- **Required action**
Filter these entries so that only lines with the word "forest" remain.

- **Supplied material**

__________________________________________________

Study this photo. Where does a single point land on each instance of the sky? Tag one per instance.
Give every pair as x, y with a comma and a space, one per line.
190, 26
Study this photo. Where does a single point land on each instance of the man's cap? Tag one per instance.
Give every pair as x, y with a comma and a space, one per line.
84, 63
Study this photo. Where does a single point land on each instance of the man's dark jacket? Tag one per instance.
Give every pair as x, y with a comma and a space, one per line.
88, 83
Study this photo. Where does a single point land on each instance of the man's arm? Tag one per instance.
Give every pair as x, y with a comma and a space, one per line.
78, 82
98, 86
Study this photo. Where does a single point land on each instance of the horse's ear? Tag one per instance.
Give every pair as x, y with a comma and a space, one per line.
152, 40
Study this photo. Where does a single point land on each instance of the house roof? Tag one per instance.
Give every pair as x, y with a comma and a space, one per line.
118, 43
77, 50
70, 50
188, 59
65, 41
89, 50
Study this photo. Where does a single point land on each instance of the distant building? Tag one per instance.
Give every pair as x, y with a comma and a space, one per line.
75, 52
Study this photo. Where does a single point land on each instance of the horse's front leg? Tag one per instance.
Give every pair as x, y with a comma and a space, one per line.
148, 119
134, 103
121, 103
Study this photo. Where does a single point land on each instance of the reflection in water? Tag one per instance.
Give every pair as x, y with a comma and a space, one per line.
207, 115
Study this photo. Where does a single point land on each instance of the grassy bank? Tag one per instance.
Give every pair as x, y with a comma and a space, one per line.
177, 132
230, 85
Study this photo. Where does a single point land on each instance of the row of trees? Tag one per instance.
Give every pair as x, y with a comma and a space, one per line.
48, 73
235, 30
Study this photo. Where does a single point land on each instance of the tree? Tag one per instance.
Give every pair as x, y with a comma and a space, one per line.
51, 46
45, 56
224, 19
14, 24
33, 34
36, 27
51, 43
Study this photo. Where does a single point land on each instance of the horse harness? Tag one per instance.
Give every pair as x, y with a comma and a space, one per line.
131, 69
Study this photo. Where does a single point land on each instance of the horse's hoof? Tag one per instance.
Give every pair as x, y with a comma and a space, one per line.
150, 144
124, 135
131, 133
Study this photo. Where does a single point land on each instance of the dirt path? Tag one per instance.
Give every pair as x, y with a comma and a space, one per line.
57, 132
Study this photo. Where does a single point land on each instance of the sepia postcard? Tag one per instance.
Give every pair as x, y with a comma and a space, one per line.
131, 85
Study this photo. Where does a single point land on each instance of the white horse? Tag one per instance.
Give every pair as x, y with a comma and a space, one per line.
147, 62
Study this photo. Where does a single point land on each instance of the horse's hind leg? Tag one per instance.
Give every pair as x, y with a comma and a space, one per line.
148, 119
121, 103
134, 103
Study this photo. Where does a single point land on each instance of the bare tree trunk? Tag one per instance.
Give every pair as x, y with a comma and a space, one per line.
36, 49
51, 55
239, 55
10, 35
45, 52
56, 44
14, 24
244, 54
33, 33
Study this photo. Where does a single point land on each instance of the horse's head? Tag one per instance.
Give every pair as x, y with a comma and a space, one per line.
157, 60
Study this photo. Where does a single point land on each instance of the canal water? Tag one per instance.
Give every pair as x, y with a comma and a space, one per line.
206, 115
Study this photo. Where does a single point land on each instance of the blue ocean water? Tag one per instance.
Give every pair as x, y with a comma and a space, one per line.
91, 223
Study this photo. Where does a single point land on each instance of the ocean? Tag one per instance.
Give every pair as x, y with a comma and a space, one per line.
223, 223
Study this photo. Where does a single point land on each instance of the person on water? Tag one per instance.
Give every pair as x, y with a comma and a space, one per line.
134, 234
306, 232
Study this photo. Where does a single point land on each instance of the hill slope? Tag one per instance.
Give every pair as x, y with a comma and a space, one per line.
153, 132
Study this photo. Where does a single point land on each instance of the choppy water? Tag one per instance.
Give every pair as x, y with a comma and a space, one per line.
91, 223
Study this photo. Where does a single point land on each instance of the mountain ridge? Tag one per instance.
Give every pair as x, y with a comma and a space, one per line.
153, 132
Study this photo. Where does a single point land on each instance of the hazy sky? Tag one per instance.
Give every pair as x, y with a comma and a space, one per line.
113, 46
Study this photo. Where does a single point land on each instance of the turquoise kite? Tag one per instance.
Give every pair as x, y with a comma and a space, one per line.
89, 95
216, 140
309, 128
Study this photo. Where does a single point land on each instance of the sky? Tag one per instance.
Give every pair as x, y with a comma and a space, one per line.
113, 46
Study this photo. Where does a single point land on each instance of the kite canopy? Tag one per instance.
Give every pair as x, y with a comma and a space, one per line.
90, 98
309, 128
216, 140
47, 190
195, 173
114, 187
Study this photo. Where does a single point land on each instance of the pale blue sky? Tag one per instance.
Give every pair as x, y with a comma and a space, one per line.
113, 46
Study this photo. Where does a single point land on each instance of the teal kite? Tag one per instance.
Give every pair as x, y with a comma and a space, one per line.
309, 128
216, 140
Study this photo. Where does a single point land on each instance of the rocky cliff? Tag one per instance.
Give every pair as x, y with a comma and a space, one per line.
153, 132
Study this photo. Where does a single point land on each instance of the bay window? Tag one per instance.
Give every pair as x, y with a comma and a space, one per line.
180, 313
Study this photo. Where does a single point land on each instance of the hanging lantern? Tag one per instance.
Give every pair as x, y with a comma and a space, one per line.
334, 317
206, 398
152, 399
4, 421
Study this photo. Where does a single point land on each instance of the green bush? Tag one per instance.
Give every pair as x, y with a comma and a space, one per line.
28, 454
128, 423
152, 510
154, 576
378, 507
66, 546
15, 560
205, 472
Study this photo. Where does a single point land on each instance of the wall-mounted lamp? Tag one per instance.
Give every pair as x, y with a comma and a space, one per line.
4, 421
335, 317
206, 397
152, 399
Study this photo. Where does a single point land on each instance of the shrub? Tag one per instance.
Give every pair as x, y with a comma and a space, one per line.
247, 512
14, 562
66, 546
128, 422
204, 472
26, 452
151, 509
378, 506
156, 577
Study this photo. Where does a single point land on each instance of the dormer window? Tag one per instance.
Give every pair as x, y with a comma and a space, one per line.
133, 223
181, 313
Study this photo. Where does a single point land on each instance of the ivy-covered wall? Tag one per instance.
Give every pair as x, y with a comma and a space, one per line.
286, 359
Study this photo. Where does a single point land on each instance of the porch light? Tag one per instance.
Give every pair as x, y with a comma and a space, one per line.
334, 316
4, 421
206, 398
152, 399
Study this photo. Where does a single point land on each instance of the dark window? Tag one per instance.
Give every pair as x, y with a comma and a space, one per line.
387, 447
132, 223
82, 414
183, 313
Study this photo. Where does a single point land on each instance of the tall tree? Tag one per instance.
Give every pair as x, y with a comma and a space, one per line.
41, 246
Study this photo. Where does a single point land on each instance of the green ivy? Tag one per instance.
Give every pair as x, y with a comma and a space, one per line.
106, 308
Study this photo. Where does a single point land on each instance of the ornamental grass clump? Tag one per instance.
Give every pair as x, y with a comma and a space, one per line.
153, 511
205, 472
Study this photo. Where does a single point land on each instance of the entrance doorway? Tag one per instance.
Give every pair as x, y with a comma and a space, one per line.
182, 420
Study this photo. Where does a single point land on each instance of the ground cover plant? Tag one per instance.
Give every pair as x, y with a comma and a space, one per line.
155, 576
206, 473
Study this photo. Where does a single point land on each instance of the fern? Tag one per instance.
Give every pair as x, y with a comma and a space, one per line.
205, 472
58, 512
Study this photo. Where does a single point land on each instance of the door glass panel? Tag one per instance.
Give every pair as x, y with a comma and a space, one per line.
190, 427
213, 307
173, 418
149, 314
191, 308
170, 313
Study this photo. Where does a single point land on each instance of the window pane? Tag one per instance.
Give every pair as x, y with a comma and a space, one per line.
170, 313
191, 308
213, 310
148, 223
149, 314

__________________________________________________

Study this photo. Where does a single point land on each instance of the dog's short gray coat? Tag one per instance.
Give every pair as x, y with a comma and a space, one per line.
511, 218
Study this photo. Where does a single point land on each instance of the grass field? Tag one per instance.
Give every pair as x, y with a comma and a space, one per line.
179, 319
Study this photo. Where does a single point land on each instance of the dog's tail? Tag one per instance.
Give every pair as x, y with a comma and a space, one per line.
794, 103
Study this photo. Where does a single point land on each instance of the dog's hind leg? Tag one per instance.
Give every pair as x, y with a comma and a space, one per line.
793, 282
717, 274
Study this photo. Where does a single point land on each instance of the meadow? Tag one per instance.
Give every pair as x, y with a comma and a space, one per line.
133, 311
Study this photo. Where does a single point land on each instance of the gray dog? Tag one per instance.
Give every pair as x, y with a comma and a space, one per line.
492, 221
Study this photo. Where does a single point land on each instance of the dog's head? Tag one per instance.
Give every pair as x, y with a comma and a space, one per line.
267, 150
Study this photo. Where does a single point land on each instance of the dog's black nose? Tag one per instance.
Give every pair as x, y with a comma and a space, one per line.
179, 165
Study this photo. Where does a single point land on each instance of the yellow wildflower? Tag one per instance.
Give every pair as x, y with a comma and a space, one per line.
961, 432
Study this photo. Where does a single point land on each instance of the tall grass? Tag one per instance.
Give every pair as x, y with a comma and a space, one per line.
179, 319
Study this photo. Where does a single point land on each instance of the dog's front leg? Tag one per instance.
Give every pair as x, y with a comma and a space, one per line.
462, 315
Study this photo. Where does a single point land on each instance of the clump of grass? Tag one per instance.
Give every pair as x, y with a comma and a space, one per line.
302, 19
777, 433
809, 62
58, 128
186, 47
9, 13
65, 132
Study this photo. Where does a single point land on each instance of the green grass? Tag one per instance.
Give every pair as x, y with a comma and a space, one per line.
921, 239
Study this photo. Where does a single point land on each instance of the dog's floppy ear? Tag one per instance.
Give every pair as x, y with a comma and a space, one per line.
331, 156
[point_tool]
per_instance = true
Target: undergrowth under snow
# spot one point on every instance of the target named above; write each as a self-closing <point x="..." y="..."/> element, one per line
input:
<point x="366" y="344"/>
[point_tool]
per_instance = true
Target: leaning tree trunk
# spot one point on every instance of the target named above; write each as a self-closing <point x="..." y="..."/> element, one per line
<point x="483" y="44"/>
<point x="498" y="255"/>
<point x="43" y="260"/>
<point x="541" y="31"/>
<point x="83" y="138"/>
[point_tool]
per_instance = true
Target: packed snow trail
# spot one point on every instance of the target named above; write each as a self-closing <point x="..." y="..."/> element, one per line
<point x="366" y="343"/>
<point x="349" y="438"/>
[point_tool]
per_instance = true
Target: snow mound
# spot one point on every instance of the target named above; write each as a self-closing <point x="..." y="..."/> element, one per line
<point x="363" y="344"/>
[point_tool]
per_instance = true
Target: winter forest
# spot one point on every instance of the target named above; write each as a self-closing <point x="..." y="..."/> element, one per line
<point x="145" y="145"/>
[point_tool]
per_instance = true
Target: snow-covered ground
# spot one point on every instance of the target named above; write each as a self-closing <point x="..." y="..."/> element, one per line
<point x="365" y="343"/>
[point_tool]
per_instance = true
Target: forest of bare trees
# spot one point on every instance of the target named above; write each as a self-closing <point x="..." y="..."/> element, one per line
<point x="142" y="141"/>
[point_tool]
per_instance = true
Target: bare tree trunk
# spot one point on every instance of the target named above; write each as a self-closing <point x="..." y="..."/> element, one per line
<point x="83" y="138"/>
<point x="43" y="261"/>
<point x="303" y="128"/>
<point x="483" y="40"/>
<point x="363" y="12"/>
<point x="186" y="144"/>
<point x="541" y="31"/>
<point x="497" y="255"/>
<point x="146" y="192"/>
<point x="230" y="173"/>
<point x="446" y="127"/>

__________________________________________________

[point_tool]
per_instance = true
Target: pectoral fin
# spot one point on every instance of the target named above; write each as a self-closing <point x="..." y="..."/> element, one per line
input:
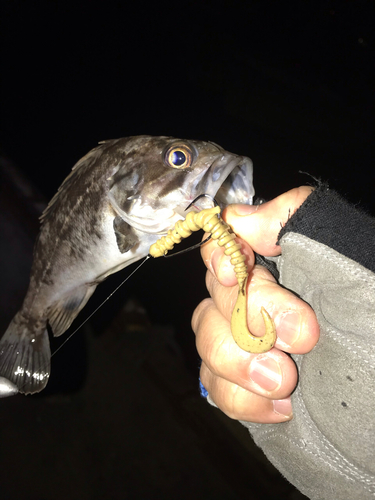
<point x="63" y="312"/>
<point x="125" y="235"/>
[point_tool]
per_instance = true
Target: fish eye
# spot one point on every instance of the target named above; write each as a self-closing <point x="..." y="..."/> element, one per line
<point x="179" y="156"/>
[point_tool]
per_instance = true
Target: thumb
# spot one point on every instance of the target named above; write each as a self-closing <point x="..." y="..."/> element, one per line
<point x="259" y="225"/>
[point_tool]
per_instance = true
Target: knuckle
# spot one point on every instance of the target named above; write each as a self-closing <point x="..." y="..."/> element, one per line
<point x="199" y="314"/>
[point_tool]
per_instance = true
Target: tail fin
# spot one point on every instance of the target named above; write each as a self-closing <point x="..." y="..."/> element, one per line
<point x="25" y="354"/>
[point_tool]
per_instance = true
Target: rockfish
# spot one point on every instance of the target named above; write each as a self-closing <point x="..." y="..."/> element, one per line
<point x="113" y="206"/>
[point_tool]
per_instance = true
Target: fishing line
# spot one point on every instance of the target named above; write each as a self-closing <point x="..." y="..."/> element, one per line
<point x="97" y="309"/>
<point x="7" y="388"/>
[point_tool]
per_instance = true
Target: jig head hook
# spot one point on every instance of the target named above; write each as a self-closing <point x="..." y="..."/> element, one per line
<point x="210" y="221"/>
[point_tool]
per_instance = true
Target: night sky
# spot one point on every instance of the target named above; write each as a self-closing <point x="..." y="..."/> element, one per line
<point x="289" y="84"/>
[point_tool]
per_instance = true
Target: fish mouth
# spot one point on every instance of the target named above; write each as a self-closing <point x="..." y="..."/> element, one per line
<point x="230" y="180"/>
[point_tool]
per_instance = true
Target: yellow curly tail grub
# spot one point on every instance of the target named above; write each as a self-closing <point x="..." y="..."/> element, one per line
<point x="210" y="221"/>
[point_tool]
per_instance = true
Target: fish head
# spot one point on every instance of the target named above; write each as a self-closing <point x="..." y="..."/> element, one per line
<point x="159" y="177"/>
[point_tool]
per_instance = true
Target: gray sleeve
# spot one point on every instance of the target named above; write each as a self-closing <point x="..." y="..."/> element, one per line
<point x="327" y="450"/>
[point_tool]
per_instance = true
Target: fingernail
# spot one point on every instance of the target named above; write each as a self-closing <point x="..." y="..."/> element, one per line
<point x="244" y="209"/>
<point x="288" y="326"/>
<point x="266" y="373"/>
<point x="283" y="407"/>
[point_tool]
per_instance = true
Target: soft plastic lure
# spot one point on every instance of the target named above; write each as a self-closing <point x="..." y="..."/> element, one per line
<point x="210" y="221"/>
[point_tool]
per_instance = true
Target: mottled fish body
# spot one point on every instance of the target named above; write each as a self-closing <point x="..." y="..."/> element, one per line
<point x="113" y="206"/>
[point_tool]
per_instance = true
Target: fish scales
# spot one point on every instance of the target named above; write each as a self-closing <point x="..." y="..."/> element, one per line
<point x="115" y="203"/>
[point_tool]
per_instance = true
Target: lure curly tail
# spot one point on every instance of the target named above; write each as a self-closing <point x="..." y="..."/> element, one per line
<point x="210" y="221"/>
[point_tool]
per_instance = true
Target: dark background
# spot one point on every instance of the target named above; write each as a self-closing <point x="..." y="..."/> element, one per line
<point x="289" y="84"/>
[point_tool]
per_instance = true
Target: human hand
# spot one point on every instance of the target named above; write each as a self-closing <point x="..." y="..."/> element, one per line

__________________________________________________

- **Result below**
Target: winter forest
Target: forest of bare trees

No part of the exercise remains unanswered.